▶ **PASSAGE**:
Key Experimental Results

Main Results (Pass@1)

Model MBPP MBPP+ DynaCode Avg Unit 1 Unit 2 Unit 3 Unit 4
GPT-4o 87.6 72.2 55.4 74.4 48.7 56.2 42.3
DeepSeek-V3 87.6 73.0 52.1 65.9 41.6 53.6 47.3
Qwen2.5-Coder-32B 90.5 77.0 43.2 59.3 33.6 44.1 36.0
Llama-3.1-405B 88.4 73.0 41.0 49.7 40.0 47.6 26.9
GPT-3.5-Turbo 82.5 69.7 29.3 34.9 30.5 25.6 26.1
Llama-3.1-8B 68.3 55.6 9.9 14.1 9.7 8.4 7.4

Data Contamination Verification (Fine-tuning Experiments)

Model Pre-FT MBPP+ Post-FT MBPP+ Pre-FT DynaCode Post-FT DynaCode
GPT-3.5-Turbo 69.7 88.6 (+18.9) 32.6 36.0 (+3.4)
Llama-3.1-8B 55.6 98.1 (+42.5) 10.6 23.6 (+13.0)

Fine-tuning leads to significant improvements on MBPP+ (due to memorization) but yields minimal gains on DynaCode, demonstrating that DynaCode is effectively resistant to data contamination.

Error Analysis (GPT-3.5-Turbo)

Capability Unit 1 Unit 2 Unit 3 Unit 4
Problem Understanding 64.1% 79.9% 88.2% 88.8%
Code Pattern Generation 6.6% 0.4% 0.2% 1.5%
Context Management 29.4% 19.7% 11.7% 9.4%

Key Findings

  • Average Performance Drop of 16.8%–45.7%: Compared to MBPP+, all models exhibit a severe degradation in performance on DynaCode, with GPT-3.5-Turbo dropping by 40.4 percentage points.
  • LLMs Excel at Sequential Execution: Models perform best on linear call graphs {G1–G4, G8}, but their performance drops significantly on multi-branch structures {G9–G16}.
  • Lower Comprehension with Higher Complexity: Problem understanding errors increase from 64.1% in Unit 1 to 88.8% in Unit 4, indicating that complex nesting hinders the models from even understanding the problem requirements.

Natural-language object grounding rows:
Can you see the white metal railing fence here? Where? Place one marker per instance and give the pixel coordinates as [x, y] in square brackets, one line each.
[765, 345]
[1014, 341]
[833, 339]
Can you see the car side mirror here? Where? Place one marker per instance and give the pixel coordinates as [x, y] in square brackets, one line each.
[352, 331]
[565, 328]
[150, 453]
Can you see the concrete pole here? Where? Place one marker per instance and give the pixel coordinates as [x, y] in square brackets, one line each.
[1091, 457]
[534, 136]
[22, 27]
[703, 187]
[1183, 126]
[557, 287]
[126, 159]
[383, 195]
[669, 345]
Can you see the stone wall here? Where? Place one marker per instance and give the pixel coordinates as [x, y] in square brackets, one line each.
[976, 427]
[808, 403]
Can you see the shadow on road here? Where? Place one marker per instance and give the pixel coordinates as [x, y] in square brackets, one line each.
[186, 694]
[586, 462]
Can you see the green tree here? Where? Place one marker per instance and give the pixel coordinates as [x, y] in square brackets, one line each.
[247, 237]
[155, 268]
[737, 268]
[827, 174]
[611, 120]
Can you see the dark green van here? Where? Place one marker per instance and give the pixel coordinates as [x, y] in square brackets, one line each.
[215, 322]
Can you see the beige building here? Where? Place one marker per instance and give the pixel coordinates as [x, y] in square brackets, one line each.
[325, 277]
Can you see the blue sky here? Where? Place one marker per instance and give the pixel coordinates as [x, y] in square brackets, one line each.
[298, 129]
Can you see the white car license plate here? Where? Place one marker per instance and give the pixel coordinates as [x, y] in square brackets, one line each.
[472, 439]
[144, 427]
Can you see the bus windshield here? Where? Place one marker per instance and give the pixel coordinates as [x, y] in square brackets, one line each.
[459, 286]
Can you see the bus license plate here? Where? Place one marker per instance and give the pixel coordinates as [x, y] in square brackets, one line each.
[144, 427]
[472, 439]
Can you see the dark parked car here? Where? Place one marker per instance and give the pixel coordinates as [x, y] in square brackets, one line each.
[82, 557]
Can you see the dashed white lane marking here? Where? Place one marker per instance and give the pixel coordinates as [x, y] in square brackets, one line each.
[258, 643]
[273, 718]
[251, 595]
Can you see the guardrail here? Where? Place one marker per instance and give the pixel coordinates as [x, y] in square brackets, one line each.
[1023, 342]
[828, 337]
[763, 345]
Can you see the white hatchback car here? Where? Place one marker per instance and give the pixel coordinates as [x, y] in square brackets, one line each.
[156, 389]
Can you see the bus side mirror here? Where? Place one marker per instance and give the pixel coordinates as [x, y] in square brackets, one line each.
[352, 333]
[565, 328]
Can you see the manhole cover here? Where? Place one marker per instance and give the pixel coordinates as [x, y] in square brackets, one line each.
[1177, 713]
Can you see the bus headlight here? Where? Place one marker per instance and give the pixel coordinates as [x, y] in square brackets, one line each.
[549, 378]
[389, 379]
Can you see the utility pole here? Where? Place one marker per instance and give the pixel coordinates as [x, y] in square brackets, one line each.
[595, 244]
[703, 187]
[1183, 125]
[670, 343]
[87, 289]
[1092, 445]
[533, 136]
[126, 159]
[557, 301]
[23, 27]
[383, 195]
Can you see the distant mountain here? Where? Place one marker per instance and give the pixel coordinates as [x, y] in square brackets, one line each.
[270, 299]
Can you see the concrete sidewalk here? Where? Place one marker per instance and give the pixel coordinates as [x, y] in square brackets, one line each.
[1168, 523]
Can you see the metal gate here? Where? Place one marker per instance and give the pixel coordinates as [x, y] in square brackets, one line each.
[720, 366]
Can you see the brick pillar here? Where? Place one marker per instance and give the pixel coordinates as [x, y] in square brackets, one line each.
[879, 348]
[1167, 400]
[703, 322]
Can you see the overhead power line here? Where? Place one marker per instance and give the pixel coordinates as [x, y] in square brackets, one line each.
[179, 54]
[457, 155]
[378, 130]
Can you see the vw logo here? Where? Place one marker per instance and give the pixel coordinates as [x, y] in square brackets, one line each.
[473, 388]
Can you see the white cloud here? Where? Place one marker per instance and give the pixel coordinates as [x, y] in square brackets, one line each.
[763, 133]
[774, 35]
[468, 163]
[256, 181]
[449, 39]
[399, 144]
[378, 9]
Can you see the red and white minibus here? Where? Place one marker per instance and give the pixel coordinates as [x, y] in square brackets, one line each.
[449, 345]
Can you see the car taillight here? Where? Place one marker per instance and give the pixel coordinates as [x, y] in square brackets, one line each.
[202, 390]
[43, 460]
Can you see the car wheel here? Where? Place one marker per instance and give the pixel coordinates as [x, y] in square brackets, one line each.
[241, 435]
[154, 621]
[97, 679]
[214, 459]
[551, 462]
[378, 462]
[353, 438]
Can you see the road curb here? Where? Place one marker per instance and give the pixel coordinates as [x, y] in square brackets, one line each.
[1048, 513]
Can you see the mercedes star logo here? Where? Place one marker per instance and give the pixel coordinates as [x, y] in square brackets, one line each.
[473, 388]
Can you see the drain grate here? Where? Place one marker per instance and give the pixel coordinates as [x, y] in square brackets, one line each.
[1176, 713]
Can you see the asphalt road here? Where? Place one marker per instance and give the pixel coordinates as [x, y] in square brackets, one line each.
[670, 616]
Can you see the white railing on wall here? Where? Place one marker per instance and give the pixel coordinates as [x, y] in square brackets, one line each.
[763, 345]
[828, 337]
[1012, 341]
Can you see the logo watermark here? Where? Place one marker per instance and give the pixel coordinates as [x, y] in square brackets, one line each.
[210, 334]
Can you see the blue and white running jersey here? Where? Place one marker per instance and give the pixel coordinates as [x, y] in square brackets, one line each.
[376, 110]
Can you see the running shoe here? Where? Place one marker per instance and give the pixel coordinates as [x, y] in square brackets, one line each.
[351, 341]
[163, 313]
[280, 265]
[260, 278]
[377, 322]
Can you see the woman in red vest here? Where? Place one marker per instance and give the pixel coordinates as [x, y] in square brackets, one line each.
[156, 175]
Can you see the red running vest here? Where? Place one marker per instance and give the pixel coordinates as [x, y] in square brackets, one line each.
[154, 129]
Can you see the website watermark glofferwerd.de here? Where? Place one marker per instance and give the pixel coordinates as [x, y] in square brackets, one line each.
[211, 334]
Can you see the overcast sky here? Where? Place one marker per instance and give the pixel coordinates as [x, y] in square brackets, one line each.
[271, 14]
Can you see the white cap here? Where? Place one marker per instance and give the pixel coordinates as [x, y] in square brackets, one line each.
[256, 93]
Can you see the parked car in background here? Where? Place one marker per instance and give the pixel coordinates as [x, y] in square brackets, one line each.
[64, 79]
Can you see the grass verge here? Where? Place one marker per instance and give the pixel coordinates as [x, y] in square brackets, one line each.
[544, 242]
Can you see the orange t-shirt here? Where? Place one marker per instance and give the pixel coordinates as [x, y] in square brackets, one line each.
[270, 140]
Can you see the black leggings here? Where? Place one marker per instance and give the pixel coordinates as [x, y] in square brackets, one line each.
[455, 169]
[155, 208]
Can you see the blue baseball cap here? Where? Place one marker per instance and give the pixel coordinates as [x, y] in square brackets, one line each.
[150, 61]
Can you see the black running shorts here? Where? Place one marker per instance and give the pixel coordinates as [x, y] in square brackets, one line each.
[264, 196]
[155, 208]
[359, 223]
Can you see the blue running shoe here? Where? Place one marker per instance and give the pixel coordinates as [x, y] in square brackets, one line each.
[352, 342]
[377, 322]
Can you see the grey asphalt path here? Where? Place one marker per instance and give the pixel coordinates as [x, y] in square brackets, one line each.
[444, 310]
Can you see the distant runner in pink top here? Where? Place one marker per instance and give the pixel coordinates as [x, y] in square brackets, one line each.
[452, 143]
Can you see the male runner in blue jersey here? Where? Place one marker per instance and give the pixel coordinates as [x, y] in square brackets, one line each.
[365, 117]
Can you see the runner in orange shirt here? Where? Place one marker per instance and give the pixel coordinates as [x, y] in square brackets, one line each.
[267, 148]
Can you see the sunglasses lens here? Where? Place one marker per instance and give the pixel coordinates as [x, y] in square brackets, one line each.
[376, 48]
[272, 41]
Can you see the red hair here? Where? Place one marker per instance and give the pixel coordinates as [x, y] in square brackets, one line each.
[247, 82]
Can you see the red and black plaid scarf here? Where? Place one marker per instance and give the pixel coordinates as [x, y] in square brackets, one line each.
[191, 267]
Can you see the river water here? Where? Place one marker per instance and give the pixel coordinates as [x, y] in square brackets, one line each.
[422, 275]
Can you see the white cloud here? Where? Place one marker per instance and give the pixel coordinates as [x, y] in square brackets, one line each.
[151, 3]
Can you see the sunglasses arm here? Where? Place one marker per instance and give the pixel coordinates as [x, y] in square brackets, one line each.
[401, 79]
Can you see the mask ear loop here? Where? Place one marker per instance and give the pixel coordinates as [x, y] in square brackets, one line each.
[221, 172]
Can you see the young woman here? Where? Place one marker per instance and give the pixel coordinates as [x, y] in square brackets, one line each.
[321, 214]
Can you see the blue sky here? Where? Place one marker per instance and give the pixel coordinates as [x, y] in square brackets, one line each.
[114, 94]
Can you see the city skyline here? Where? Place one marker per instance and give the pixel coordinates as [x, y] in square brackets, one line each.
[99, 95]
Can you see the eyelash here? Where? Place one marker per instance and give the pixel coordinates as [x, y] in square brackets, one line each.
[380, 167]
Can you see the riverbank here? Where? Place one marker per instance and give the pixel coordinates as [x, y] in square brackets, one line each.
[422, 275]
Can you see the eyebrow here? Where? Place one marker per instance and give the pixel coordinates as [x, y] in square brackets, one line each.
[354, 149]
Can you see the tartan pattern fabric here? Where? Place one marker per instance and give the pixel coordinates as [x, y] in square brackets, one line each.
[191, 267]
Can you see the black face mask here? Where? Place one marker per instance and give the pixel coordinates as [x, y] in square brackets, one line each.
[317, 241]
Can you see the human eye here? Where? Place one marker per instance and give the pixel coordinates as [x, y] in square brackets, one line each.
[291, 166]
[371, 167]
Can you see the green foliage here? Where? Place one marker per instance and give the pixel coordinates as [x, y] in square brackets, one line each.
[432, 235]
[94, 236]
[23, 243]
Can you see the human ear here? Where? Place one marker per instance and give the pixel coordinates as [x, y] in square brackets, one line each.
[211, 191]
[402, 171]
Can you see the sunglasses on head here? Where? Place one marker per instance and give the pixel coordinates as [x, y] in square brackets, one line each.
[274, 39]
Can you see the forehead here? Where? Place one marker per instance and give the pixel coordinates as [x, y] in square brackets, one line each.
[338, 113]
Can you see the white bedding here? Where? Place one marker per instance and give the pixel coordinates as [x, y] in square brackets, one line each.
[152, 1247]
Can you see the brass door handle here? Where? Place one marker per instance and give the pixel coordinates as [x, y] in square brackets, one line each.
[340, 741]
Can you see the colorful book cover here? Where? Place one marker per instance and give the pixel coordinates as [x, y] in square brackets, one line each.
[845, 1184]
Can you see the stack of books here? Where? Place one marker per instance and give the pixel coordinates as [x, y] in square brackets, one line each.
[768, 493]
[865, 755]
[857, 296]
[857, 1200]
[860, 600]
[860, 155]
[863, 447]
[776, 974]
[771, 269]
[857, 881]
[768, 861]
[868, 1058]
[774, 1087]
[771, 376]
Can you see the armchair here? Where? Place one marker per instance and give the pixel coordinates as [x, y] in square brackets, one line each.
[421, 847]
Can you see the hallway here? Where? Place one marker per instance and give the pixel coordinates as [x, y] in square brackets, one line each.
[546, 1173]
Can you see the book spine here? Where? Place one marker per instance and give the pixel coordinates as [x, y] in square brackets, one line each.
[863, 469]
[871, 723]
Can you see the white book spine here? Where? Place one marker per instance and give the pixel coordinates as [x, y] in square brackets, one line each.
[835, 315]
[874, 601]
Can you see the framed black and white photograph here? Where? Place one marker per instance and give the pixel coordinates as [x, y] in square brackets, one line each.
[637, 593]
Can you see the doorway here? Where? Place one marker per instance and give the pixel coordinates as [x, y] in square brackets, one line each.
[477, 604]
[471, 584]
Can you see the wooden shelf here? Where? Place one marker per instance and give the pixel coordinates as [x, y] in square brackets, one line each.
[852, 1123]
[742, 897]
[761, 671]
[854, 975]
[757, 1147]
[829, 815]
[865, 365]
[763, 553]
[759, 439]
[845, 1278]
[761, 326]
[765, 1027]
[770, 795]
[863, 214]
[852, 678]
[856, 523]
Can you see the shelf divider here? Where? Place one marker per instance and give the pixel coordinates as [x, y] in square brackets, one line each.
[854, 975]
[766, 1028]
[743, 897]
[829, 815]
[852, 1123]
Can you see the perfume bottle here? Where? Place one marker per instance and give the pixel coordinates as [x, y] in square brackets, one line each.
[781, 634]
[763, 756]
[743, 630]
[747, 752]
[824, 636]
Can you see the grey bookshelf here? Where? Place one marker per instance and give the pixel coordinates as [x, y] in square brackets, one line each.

▶ **TASK REQUIREMENTS**:
**1)** Answer these questions from the results summary:
(a) According to the key findings, which call graphs are linear?
(b) In the error analysis, what share of Unit 1 errors fall under Context Management?
(c) What is the post-fine-tuning MBPP+ score for Llama-3.1-8B?
**2)** Print the section of the results summary that begins at the words "Llama-3.1-8B 55.6 98.1" and stops after "Error Analysis (GPT-3.5-Turbo)".
The rows are separate material, unrelated to the results summary.

▶ **LIST OF SOLUTIONS**:
**1)**
(a) {G1–G4, G8}
(b) 29.4%
(c) 98.1 (+42.5)

**2)**
Llama-3.1-8B 55.6 98.1 (+42.5) 10.6 23.6 (+13.0)

Fine-tuning leads to significant improvements on MBPP+ (due to memorization) but yields minimal gains on DynaCode, demonstrating that DynaCode is effectively resistant to data contamination.

Error Analysis (GPT-3.5-Turbo)